Start

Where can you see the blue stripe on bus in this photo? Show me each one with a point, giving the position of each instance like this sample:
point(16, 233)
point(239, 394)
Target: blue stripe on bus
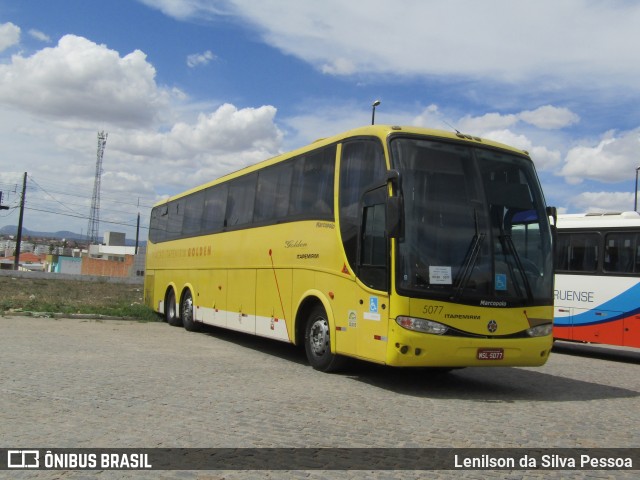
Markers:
point(627, 303)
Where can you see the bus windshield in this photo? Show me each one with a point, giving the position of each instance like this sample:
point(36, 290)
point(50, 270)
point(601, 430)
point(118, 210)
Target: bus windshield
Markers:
point(475, 225)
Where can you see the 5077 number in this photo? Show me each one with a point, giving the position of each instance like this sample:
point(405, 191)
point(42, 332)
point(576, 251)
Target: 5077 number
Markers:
point(432, 309)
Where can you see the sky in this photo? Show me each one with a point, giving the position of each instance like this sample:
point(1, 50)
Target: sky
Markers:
point(189, 90)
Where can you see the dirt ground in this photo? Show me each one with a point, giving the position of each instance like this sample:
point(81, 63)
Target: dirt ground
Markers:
point(19, 293)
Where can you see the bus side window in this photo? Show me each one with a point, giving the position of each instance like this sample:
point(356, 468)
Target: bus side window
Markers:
point(362, 165)
point(240, 201)
point(372, 267)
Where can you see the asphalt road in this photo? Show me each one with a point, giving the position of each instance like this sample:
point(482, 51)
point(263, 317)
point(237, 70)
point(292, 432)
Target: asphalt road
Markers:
point(70, 383)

End

Task statement: Turn all the lines of the records above into a numbered list, skipping any blank lines. Leave the pictures out.

Reply:
1. Where can you see the blue stripe on bus in this photo? Show me each one with a point, giving the position of each instance like this sample:
2. point(16, 233)
3. point(239, 394)
4. Target: blue stripe on bus
5. Markers:
6. point(627, 303)
7. Where can you see the bus windshield in this photo? Show me each one with a point, giving the position of each instance like this sample:
8. point(36, 290)
9. point(50, 270)
10. point(601, 430)
11. point(118, 210)
12. Target: bus windshield
13. Markers:
14. point(475, 225)
15. Where can you see the 5077 number in this photo? Show me each one with a point, giving the position of each instance like this sample:
16. point(405, 191)
17. point(42, 332)
18. point(576, 251)
19. Target: 5077 number
20. Markers:
21. point(432, 309)
22. Where can you see the sky in this photo? Show me each one with a point, giving the position of each instance like this sample:
23. point(1, 50)
24. Target: sky
25. Markers:
26. point(189, 90)
27. Where can you see the dirt ground in this photo? Show me each one with a point, giving the position of each instance like this sample:
28. point(81, 63)
29. Target: dirt ground
30. Markers:
31. point(19, 293)
32. Where can you see the bus side window in this photo? Show me each one with a point, giving the position of each instance like this sample:
33. point(356, 468)
34. Target: bus side window
35. Markers:
36. point(362, 165)
37. point(240, 201)
38. point(372, 267)
39. Where can you see the asphalt road in this photo? Show me each one with a point, giving the position of each instance like this sample:
40. point(482, 51)
41. point(263, 317)
42. point(237, 70)
43. point(292, 432)
44. Target: asphalt road
45. Markers:
46. point(70, 383)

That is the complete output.